Die Woche Paris ist rum, und ich kann nur sagen: Ich habe heute morgen den Moment herbei gesehnt, in dem ich in dem roten Zug sitze.
Ich muss mal eine Warnung vorab senden: Das wird hier heute nicht lustig. Denn ich bin nicht lustig. Ich bin schwermütig. Die Kälte, das Grau, der Dreck, das Nicht-Hingehören nach Paris, lastet auf mir und wird sich in meinen Worten wieder finden. Darum schreibe ich. Denn ich weiss, dass ich Schwere beim Schreiben am besten loswerden kann. Schreiben ist schon ein merkwürdiges Ding. Da geht es einem gerade ziemlich schlecht, man schreibt irgendwas darüber, dass es einem gerade ziemlich schlecht geht, vielleicht noch mit übertriebenen Worten, zum Beispiel so: „Ich fühle mich alleine, als ich vor die Tür trete, aber eigentlich bin ich nicht alleine, denn da sind Tausende von kleinen, spitzen Mini-Schneeflocken, die sich alle an mich schmiegen wollen. Sie bleiben an mir kleben, kriechen in meinen Hals, geben mir dort feuchtkalte Küsschen, kitzeln mich in den Augen.“ Und da setzt das Phänomen ein: das Negative wird positiv, nur weil man darüber schreibt. Geschriebenes Unglück kann leicht gelebte Freude werden.
Und auch ich fühle mich schon wesentlich leichter nach diesen ersten Sätzen. Und das obwohl der Zug gerade mal das Pariser Banlieu hinter sich gelassen hat.

Bereitgestellte Daten:
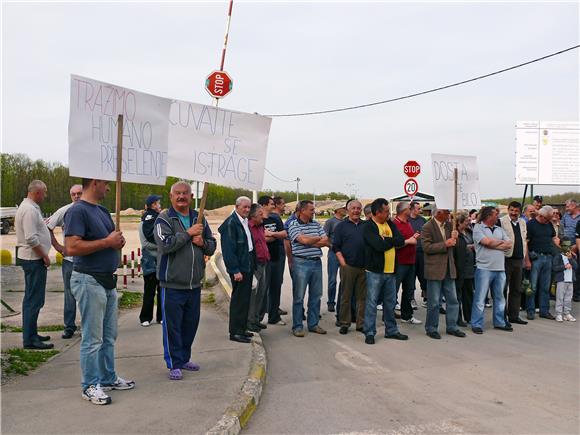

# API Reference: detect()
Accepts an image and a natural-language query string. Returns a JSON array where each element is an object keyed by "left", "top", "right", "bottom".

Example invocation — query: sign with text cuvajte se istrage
[
  {"left": 168, "top": 100, "right": 272, "bottom": 190},
  {"left": 431, "top": 154, "right": 481, "bottom": 210},
  {"left": 69, "top": 75, "right": 171, "bottom": 185}
]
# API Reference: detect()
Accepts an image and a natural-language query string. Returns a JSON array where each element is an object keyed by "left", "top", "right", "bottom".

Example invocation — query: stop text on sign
[{"left": 205, "top": 71, "right": 233, "bottom": 98}]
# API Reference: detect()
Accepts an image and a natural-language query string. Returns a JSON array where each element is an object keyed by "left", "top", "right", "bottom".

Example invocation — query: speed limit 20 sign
[{"left": 403, "top": 178, "right": 419, "bottom": 198}]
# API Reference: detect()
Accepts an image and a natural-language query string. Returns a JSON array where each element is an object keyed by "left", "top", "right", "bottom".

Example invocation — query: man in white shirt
[
  {"left": 15, "top": 180, "right": 54, "bottom": 349},
  {"left": 46, "top": 184, "right": 83, "bottom": 339}
]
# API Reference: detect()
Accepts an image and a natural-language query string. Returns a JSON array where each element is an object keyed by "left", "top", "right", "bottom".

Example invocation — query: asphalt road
[{"left": 244, "top": 255, "right": 580, "bottom": 434}]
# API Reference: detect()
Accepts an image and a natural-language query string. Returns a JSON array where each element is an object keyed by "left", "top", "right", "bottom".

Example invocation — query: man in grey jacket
[{"left": 154, "top": 181, "right": 216, "bottom": 380}]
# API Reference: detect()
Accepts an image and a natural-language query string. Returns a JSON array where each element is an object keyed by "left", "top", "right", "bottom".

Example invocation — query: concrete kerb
[{"left": 206, "top": 253, "right": 268, "bottom": 435}]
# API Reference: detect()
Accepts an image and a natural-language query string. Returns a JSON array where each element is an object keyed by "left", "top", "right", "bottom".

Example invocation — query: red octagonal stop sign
[
  {"left": 205, "top": 71, "right": 234, "bottom": 98},
  {"left": 403, "top": 160, "right": 421, "bottom": 177}
]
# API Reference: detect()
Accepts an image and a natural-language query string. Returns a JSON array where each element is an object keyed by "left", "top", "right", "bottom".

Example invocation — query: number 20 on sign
[{"left": 403, "top": 178, "right": 419, "bottom": 198}]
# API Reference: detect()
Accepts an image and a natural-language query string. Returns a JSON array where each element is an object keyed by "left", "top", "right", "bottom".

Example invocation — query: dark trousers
[
  {"left": 139, "top": 273, "right": 163, "bottom": 323},
  {"left": 161, "top": 288, "right": 201, "bottom": 369},
  {"left": 396, "top": 264, "right": 415, "bottom": 320},
  {"left": 503, "top": 258, "right": 524, "bottom": 322},
  {"left": 415, "top": 250, "right": 427, "bottom": 298},
  {"left": 339, "top": 264, "right": 367, "bottom": 329},
  {"left": 267, "top": 255, "right": 286, "bottom": 323},
  {"left": 18, "top": 259, "right": 47, "bottom": 346},
  {"left": 230, "top": 272, "right": 252, "bottom": 335},
  {"left": 455, "top": 277, "right": 473, "bottom": 323}
]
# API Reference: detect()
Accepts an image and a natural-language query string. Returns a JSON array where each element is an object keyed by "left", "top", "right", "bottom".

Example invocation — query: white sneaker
[
  {"left": 101, "top": 376, "right": 135, "bottom": 391},
  {"left": 403, "top": 317, "right": 423, "bottom": 325},
  {"left": 81, "top": 384, "right": 111, "bottom": 405}
]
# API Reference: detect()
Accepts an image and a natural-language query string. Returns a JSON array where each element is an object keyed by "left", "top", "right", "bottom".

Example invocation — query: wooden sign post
[{"left": 115, "top": 115, "right": 123, "bottom": 231}]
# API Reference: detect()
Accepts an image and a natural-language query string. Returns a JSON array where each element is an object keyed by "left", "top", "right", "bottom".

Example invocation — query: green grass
[
  {"left": 119, "top": 292, "right": 143, "bottom": 310},
  {"left": 2, "top": 348, "right": 58, "bottom": 377},
  {"left": 0, "top": 323, "right": 64, "bottom": 332}
]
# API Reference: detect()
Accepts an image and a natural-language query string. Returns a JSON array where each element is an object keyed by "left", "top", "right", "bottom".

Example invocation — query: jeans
[
  {"left": 326, "top": 249, "right": 340, "bottom": 305},
  {"left": 62, "top": 260, "right": 77, "bottom": 332},
  {"left": 70, "top": 271, "right": 118, "bottom": 389},
  {"left": 396, "top": 264, "right": 415, "bottom": 320},
  {"left": 471, "top": 269, "right": 506, "bottom": 329},
  {"left": 425, "top": 274, "right": 460, "bottom": 333},
  {"left": 268, "top": 255, "right": 286, "bottom": 323},
  {"left": 248, "top": 263, "right": 269, "bottom": 326},
  {"left": 18, "top": 259, "right": 47, "bottom": 346},
  {"left": 161, "top": 288, "right": 201, "bottom": 369},
  {"left": 364, "top": 270, "right": 399, "bottom": 336},
  {"left": 526, "top": 255, "right": 552, "bottom": 316},
  {"left": 292, "top": 257, "right": 322, "bottom": 331}
]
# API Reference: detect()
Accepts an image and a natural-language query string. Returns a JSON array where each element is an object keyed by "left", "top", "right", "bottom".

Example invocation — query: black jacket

Aufgabe: Was kann die erzählende Person im Textauszug über die Woche in Paris beim Schreiben am besten loswerden?

Lösung: Schwere.